» WORK INSTRUCTIONS
Please retype the whole listing so that it matches the original exactly.

..............................

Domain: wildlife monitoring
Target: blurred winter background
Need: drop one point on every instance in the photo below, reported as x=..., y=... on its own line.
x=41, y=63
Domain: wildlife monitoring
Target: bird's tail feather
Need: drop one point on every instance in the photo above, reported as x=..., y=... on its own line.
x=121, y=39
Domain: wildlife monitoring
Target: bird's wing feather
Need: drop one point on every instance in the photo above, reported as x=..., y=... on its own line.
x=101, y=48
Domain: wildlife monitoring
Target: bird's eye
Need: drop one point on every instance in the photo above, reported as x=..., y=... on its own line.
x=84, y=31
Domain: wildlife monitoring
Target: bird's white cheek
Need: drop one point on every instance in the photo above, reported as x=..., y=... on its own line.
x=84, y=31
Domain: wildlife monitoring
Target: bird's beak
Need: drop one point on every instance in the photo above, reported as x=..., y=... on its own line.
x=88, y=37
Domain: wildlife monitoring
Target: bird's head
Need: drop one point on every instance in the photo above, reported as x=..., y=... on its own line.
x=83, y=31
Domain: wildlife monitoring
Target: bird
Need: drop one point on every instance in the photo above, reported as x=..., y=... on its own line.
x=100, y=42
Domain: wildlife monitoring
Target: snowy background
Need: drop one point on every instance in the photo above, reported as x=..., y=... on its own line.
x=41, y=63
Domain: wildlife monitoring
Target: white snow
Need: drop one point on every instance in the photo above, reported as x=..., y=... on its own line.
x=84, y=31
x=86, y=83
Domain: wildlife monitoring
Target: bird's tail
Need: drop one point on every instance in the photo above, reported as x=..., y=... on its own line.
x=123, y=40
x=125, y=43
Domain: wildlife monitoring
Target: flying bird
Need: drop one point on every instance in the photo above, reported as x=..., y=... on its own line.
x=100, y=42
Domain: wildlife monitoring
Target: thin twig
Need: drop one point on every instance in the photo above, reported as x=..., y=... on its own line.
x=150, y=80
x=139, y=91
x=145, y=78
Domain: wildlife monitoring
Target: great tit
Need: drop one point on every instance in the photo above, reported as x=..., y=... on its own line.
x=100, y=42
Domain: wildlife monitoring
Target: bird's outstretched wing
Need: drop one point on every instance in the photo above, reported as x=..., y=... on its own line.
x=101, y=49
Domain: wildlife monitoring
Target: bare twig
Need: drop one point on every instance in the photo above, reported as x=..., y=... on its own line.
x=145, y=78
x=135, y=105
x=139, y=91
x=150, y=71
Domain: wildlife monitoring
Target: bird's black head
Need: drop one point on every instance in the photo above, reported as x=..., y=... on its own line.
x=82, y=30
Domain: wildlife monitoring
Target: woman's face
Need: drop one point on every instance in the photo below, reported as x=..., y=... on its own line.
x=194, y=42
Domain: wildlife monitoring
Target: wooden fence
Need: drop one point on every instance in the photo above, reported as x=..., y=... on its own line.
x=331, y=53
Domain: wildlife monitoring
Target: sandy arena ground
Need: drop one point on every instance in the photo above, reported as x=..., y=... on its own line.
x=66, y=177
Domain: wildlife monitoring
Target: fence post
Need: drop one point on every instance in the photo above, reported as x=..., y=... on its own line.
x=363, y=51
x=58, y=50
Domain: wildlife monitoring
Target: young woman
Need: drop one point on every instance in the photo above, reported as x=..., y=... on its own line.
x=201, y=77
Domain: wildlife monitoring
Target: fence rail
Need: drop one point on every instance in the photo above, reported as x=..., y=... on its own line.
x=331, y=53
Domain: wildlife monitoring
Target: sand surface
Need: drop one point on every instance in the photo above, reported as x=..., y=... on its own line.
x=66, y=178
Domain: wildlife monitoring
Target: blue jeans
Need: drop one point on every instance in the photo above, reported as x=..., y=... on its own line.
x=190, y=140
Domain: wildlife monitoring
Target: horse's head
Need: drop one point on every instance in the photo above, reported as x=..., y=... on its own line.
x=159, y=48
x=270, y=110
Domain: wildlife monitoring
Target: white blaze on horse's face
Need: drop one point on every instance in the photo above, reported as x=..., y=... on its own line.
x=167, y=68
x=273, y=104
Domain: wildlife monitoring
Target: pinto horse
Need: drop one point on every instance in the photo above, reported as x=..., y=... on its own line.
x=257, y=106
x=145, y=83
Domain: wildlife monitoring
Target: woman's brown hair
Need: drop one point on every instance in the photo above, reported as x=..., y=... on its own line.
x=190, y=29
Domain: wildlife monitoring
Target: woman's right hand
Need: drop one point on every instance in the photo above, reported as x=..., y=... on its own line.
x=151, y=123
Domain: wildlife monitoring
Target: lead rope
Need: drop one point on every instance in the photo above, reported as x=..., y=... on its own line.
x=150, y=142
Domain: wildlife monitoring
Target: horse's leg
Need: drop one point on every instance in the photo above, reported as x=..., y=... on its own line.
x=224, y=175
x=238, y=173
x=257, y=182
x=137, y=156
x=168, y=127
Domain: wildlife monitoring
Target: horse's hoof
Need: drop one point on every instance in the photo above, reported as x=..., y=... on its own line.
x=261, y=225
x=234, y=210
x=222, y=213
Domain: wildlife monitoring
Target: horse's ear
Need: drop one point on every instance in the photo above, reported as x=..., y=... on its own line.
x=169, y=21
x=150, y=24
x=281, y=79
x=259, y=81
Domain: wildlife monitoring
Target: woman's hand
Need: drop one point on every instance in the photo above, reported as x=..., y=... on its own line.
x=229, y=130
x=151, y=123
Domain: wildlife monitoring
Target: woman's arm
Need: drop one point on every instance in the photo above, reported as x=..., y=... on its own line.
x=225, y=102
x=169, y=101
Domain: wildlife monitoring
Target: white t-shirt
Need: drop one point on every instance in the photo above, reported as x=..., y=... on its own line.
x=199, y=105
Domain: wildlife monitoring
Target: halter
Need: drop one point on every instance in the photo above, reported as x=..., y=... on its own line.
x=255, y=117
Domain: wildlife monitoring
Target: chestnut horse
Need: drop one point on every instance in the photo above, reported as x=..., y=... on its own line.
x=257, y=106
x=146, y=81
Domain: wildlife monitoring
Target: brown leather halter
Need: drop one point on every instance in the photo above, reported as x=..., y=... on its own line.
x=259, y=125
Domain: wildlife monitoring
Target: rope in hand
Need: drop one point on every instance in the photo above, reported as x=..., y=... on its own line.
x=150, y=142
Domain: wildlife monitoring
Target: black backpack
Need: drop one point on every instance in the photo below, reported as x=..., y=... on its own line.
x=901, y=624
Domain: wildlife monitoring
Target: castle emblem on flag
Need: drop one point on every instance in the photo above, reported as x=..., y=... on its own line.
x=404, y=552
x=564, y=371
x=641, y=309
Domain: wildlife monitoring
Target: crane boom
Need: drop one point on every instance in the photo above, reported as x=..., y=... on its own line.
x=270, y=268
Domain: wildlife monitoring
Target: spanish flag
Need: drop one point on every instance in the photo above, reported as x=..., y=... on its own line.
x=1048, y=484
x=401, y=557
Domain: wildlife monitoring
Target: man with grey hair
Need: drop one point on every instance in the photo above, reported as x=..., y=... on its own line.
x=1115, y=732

..............................

» EXERCISE OUTPUT
Domain: wildlife monitoring
Target: blurred winter background
Need: drop one point on every instance in the photo below, reported as x=..., y=... on its own line.
x=41, y=63
Domain: wildlife monitoring
Target: bird's tail feather
Need: drop one point on every instance in the photo above, reported as x=..., y=... on its own line.
x=121, y=39
Domain: wildlife monitoring
Target: bird's wing feather
Need: drop one point on every instance in the photo above, reported as x=..., y=... on its own line.
x=101, y=48
Domain: wildlife monitoring
Target: bird's eye
Need: drop one point on every instance in the photo above, reported as x=..., y=... on its own line.
x=84, y=31
Domain: wildlife monitoring
Target: bird's white cheek
Need: drop one point on every instance in the photo above, reported as x=..., y=... on its own line.
x=84, y=31
Domain: wildlife monitoring
Target: bird's beak
Need: drop one point on every instance in the photo above, reported as x=..., y=... on its own line.
x=88, y=37
Domain: wildlife monitoring
Target: bird's head
Need: drop one point on every instance in the photo above, reported as x=..., y=... on its own line.
x=83, y=31
Domain: wildlife monitoring
Target: bird
Need: drop one point on every instance in the photo above, reported as x=..., y=... on its own line.
x=100, y=42
Domain: wildlife monitoring
Target: snowy background
Need: drop one point on every instance in the photo above, reported as x=..., y=... on its own line.
x=41, y=63
Domain: wildlife monitoring
Target: white snow
Need: drop one point on every instance in the photo above, reported as x=..., y=... on its own line.
x=84, y=31
x=86, y=83
Domain: wildlife monitoring
Target: bird's tail
Need: drop one point on every instance in the photo above, reported as x=..., y=... on its own line.
x=123, y=40
x=125, y=43
Domain: wildlife monitoring
Target: flying bird
Need: drop one point on every instance in the photo above, reported as x=..., y=... on its own line.
x=100, y=42
Domain: wildlife monitoring
Target: thin twig
Need: drop one point on every instance in the photo above, reported as x=..., y=... on its own line.
x=150, y=80
x=139, y=91
x=145, y=78
Domain: wildlife monitoring
Target: great tit
Need: drop one point on every instance in the photo above, reported as x=..., y=... on its own line.
x=100, y=42
Domain: wildlife monitoring
Target: bird's outstretched wing
Need: drop one point on every instance in the photo above, reported as x=..., y=... on its own line.
x=101, y=49
Domain: wildlife monitoring
Target: bare twig
Need: drop one point on every instance in the photo above, reported as x=..., y=... on its own line.
x=145, y=78
x=135, y=105
x=139, y=91
x=150, y=71
Domain: wildlife monitoring
Target: bird's black head
Need: drop one point on every instance in the photo above, reported as x=..., y=... on its own line.
x=82, y=30
Domain: wildlife monitoring
Target: woman's face
Need: drop one point on every instance in the photo below, reported as x=..., y=... on its own line.
x=194, y=42
Domain: wildlife monitoring
Target: wooden fence
Need: drop one point on every instance in the photo above, reported as x=..., y=... on its own line.
x=331, y=53
Domain: wildlife monitoring
Target: sandy arena ground
Need: drop one point on every instance in the photo above, reported as x=..., y=... on its own line.
x=66, y=177
Domain: wildlife monitoring
Target: fence post
Need: drop one point on every instance in the photo above, reported as x=..., y=... on its own line.
x=363, y=51
x=58, y=50
Domain: wildlife monitoring
Target: young woman
Need: drop one point on every instance in the photo above, reported as x=..., y=... on its own line.
x=201, y=77
Domain: wildlife monitoring
Target: fence rail
Need: drop one point on every instance in the photo above, reported as x=..., y=... on its own line.
x=331, y=53
Domain: wildlife monitoring
Target: sand surface
Need: drop one point on every instance in the photo above, reported as x=..., y=... on its own line.
x=66, y=178
Domain: wildlife monitoring
Target: blue jeans
Need: drop one point on every instance in the photo above, reported as x=..., y=... on its own line.
x=190, y=140
Domain: wildlife monitoring
Target: horse's head
Need: drop one point on every instance in the photo above, reported as x=..., y=... on its own line.
x=159, y=48
x=270, y=110
Domain: wildlife monitoring
Target: white blaze on horse's face
Need: drop one point on every instance in the photo above, reported as x=..., y=... on its own line.
x=167, y=68
x=273, y=104
Domain: wildlife monitoring
Target: pinto horse
Need: drop one point on every instance in the photo above, reported as x=..., y=... on its own line.
x=257, y=106
x=145, y=83
Domain: wildlife monitoring
Target: woman's brown hair
Need: drop one point on every instance in the photo above, reported as x=..., y=... on its own line.
x=190, y=29
Domain: wildlife monitoring
Target: woman's right hand
Need: drop one point on every instance in the photo above, reported as x=..., y=... on its own line.
x=151, y=123
Domain: wildlife monitoring
Target: lead rope
Need: drop one point on every instance in the photo above, reported as x=..., y=... on its own line.
x=150, y=142
Domain: wildlife monitoring
Target: horse's leg
Need: drop one point on every instance in the photo above, reported as x=..., y=... on its own line.
x=224, y=175
x=238, y=173
x=257, y=182
x=137, y=156
x=168, y=127
Domain: wildlife monitoring
Target: horse's hoof
Need: drop one point on every instance in the photo above, reported as x=..., y=... on its own line.
x=261, y=225
x=234, y=210
x=222, y=213
Domain: wildlife monitoring
Target: horse's ear
Need: drop one point on every instance in the photo above, reported as x=..., y=... on its own line.
x=169, y=21
x=150, y=24
x=281, y=79
x=259, y=81
Domain: wildlife monitoring
Target: woman's hand
Need: drop one point on every instance in the photo above, reported as x=..., y=... on its own line.
x=229, y=130
x=151, y=123
Domain: wildlife monitoring
Target: woman's arm
Need: drop one point on every instance in the photo above, reported as x=..., y=... on its own line.
x=225, y=102
x=169, y=101
Domain: wildlife monitoring
Target: white t-shirt
Need: drop one point on every instance in the photo above, reported as x=..., y=... on its own line.
x=199, y=105
Domain: wildlife monitoring
Target: halter
Need: drop one point on every instance in the photo above, reported as x=..., y=... on its own line.
x=255, y=117
Domain: wildlife monitoring
Target: chestnut horse
Need: drop one point on every instance in the photo above, reported as x=..., y=... on its own line.
x=257, y=106
x=146, y=81
Domain: wildlife monitoring
Target: brown leather halter
Need: drop one point on every instance in the photo above, reported as x=..., y=... on its own line.
x=259, y=125
Domain: wildlife monitoring
Target: rope in hand
Need: drop one point on every instance in the photo above, reported as x=..., y=... on its own line.
x=150, y=142
Domain: wildlife monitoring
Target: black backpack
Need: drop one point on every instance in the photo below, reported as x=..., y=... on its own line.
x=901, y=624
Domain: wildlife monitoring
Target: castle emblem on flag
Need: drop one point on every instance in the photo above, reported as x=..., y=... on its own line.
x=404, y=552
x=564, y=371
x=641, y=309
Domain: wildlife monitoring
Target: crane boom
Need: drop one point on every instance in the photo above, reported as x=..., y=... on its own line.
x=270, y=268
Domain: wildlife monitoring
Target: spanish flag
Need: drop one point on every instance in the photo above, reported as x=..., y=... on its own line.
x=1048, y=484
x=401, y=557
Domain: wildlife monitoring
Target: man with grey hair
Need: drop one point on every instance in the photo above, reported as x=..., y=... on its own line.
x=1115, y=732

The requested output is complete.